▶ [Exercise objective]
Reproduce each line of the entries below word for word.

▶ [Dataset records]

===

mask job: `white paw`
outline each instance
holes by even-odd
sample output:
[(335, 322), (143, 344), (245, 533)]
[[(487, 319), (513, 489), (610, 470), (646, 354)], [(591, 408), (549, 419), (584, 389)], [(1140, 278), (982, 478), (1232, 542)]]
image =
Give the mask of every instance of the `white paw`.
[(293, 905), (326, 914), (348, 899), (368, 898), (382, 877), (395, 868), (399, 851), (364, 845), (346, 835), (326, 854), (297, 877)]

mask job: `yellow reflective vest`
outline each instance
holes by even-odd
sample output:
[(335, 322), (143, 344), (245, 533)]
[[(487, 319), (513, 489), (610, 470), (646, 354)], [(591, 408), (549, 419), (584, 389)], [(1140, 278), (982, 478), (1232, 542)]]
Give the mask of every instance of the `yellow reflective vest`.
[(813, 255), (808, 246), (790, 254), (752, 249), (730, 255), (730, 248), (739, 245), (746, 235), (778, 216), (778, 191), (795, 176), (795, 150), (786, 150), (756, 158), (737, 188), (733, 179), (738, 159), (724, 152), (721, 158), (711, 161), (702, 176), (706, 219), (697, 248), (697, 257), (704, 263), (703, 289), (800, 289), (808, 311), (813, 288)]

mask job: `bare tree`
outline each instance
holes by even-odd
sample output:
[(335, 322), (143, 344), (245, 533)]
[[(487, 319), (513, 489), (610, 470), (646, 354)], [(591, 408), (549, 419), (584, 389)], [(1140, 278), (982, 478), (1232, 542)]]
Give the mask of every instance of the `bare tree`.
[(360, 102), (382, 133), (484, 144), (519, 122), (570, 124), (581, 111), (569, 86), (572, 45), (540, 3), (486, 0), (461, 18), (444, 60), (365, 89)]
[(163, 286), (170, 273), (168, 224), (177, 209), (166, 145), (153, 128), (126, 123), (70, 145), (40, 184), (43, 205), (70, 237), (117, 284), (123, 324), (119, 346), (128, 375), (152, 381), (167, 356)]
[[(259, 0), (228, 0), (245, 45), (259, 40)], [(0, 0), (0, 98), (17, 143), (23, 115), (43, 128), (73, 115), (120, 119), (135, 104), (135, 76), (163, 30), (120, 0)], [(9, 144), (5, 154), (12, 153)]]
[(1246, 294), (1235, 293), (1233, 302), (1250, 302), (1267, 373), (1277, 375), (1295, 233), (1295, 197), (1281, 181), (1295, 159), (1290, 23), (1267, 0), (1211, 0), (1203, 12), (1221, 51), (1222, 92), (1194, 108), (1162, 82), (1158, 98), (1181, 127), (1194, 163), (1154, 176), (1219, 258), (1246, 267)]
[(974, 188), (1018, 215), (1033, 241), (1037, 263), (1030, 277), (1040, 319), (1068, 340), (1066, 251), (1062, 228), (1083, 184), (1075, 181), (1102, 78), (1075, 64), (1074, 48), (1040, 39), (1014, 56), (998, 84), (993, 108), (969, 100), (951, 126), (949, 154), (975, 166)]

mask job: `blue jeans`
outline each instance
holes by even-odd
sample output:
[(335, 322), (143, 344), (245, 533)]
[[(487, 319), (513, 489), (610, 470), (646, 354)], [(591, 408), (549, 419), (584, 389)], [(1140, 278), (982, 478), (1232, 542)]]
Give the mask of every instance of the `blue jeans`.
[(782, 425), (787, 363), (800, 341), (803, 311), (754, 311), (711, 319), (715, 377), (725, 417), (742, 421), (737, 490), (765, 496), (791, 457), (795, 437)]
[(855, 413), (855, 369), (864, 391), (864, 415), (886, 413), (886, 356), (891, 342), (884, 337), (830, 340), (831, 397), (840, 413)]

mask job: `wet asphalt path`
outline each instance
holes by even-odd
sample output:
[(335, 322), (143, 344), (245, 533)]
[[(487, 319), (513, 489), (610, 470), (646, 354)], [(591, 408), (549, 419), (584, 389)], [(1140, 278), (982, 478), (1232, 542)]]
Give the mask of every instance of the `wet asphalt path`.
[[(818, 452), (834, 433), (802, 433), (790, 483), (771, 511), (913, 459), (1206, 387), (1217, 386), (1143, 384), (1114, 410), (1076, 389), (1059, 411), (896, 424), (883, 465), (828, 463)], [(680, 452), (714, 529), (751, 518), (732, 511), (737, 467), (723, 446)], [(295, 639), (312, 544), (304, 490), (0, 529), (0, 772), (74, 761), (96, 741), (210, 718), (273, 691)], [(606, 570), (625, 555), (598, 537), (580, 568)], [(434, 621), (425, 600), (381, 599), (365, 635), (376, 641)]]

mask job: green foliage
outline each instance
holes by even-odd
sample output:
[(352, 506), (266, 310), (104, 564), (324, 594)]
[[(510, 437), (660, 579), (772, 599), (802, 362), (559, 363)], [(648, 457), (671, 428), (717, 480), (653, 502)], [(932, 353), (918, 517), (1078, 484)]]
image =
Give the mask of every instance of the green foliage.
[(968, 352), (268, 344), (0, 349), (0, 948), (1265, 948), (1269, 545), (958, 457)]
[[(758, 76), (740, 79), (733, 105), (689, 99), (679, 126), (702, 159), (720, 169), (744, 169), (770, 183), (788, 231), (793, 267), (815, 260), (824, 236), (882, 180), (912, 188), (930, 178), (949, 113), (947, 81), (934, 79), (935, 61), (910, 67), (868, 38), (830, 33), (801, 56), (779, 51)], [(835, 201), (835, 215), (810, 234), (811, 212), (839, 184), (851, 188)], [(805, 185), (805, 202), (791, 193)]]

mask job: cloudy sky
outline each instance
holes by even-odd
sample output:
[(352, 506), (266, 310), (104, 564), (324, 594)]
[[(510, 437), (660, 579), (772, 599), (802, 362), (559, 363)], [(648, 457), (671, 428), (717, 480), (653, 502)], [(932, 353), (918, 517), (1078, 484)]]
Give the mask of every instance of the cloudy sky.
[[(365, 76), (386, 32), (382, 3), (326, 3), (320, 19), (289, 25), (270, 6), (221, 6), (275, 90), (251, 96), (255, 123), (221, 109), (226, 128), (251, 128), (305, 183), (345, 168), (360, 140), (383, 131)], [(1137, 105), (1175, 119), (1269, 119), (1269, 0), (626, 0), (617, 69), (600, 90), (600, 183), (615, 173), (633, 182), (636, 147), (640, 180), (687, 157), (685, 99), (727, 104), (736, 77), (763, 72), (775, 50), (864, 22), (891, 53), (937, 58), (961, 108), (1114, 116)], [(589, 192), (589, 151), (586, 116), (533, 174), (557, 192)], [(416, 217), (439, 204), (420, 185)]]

===

▶ [Answer for this exercise]
mask job: `white paw`
outline each instance
holes by even-odd
sample output:
[(335, 322), (143, 344), (245, 533)]
[[(487, 319), (513, 489), (610, 470), (646, 354)], [(591, 408), (549, 419), (584, 389)], [(1140, 278), (982, 478), (1232, 542)]]
image =
Give the mask of every instance of the `white paw`.
[(293, 905), (326, 914), (348, 899), (368, 898), (382, 877), (395, 868), (399, 851), (364, 845), (346, 835), (326, 854), (297, 877)]

mask job: `yellow reflective vest`
outline each instance
holes by even-odd
sample output:
[(335, 322), (143, 344), (245, 533)]
[[(487, 319), (513, 489), (610, 470), (646, 354)], [(591, 408), (549, 419), (584, 389)], [(1140, 278), (982, 478), (1232, 542)]]
Give the mask of every instance of the `yellow reflective vest`.
[(813, 255), (808, 246), (790, 254), (752, 249), (730, 255), (730, 248), (739, 245), (746, 235), (778, 216), (778, 191), (795, 176), (795, 150), (786, 150), (756, 158), (737, 188), (733, 179), (738, 159), (724, 152), (721, 158), (711, 161), (702, 176), (706, 219), (697, 248), (697, 257), (704, 263), (703, 289), (800, 289), (808, 311), (813, 288)]

mask job: `bare tree`
outline each instance
holes by even-odd
sample output:
[(335, 322), (143, 344), (245, 533)]
[[(487, 319), (513, 489), (610, 470), (646, 354)], [(591, 408), (549, 419), (584, 389)], [(1140, 278), (982, 478), (1232, 542)]]
Give the mask of every instance of the `bare tree`.
[(360, 102), (382, 133), (484, 144), (519, 122), (570, 124), (581, 111), (569, 86), (572, 45), (540, 3), (486, 0), (461, 18), (444, 60), (365, 89)]
[(163, 286), (170, 273), (168, 224), (177, 209), (166, 145), (153, 128), (126, 123), (70, 145), (40, 184), (43, 205), (70, 237), (117, 284), (123, 324), (119, 346), (128, 375), (152, 381), (167, 356)]
[[(259, 0), (228, 0), (245, 45), (259, 40)], [(0, 0), (0, 98), (17, 143), (23, 115), (43, 128), (73, 115), (120, 119), (135, 104), (135, 76), (163, 30), (120, 0)], [(9, 144), (5, 154), (12, 153)]]
[(1246, 294), (1235, 293), (1233, 302), (1250, 302), (1267, 373), (1277, 375), (1295, 233), (1295, 197), (1281, 181), (1295, 159), (1290, 23), (1267, 0), (1211, 0), (1203, 12), (1221, 51), (1222, 92), (1194, 108), (1162, 82), (1158, 98), (1181, 127), (1194, 163), (1154, 176), (1219, 258), (1246, 267)]
[(974, 188), (1018, 215), (1033, 241), (1037, 263), (1030, 277), (1040, 319), (1068, 340), (1066, 251), (1062, 228), (1083, 184), (1075, 181), (1102, 78), (1075, 64), (1074, 48), (1040, 39), (1014, 56), (998, 84), (993, 108), (969, 100), (951, 126), (949, 154), (975, 166)]

mask job: `blue jeans`
outline each instance
holes by even-odd
sample output:
[(335, 322), (143, 344), (245, 533)]
[[(487, 319), (513, 489), (610, 470), (646, 354)], [(591, 408), (549, 419), (584, 389)], [(1140, 278), (982, 478), (1232, 542)]]
Give the mask of every instance of the `blue jeans`.
[(782, 425), (787, 363), (800, 341), (803, 311), (754, 311), (711, 319), (715, 377), (725, 417), (742, 421), (737, 490), (765, 496), (791, 457), (795, 437)]
[(855, 413), (855, 369), (864, 391), (864, 415), (886, 413), (886, 356), (891, 342), (884, 337), (830, 340), (831, 397), (840, 413)]

mask job: `wet asphalt path`
outline each instance
holes by even-odd
sample output:
[(335, 322), (143, 344), (245, 533)]
[[(487, 319), (513, 489), (610, 470), (646, 354)], [(591, 408), (549, 419), (584, 389)], [(1140, 278), (982, 478), (1232, 542)]]
Give the mask of every instance of the `wet asphalt path`.
[[(818, 452), (834, 433), (802, 433), (790, 483), (771, 511), (913, 459), (1206, 387), (1217, 386), (1143, 384), (1114, 410), (1076, 389), (1059, 411), (896, 424), (883, 465), (828, 463)], [(680, 452), (714, 529), (751, 518), (732, 511), (737, 467), (723, 446)], [(295, 639), (312, 544), (304, 490), (0, 529), (0, 772), (74, 761), (96, 741), (210, 718), (273, 691)], [(606, 570), (625, 555), (598, 537), (580, 568)], [(434, 621), (425, 600), (381, 599), (365, 635), (376, 641)]]

mask job: green foliage
outline each instance
holes by even-odd
sample output:
[(352, 506), (266, 310), (104, 564), (324, 594)]
[[(510, 437), (660, 579), (772, 599), (802, 362), (559, 363)], [(648, 457), (671, 428), (717, 480), (653, 502)], [(932, 353), (918, 517), (1078, 484)]]
image =
Give the mask of every instance of the green foliage.
[(968, 352), (268, 344), (0, 349), (0, 948), (1265, 948), (1269, 545), (958, 457)]
[[(758, 76), (740, 79), (733, 105), (689, 99), (679, 126), (702, 159), (720, 169), (744, 169), (770, 183), (788, 231), (793, 267), (815, 260), (824, 236), (882, 180), (912, 188), (930, 178), (949, 113), (947, 81), (934, 79), (935, 61), (910, 67), (868, 38), (830, 33), (801, 56), (779, 51)], [(835, 201), (835, 215), (810, 234), (811, 212), (839, 184), (851, 188)], [(805, 185), (805, 202), (791, 193)]]

mask job: cloudy sky
outline each instance
holes by even-odd
sample output:
[(352, 506), (266, 310), (104, 564), (324, 594)]
[[(510, 437), (660, 579), (772, 599), (802, 362), (559, 363)], [(648, 457), (671, 428), (717, 480), (653, 502)], [(932, 353), (918, 517), (1078, 484)]]
Give the mask of every instance of the cloudy sky.
[[(365, 76), (386, 32), (382, 3), (326, 3), (320, 19), (289, 25), (270, 6), (221, 6), (275, 90), (251, 96), (255, 123), (221, 109), (226, 128), (251, 128), (305, 183), (345, 168), (360, 140), (383, 131)], [(1137, 105), (1175, 119), (1269, 119), (1269, 0), (626, 0), (617, 69), (600, 90), (600, 183), (615, 173), (633, 182), (636, 147), (640, 180), (687, 157), (685, 99), (727, 104), (736, 77), (763, 72), (775, 50), (864, 22), (891, 53), (937, 58), (961, 108), (1114, 116)], [(589, 192), (589, 151), (586, 116), (533, 174), (557, 192)], [(416, 217), (439, 204), (420, 185)]]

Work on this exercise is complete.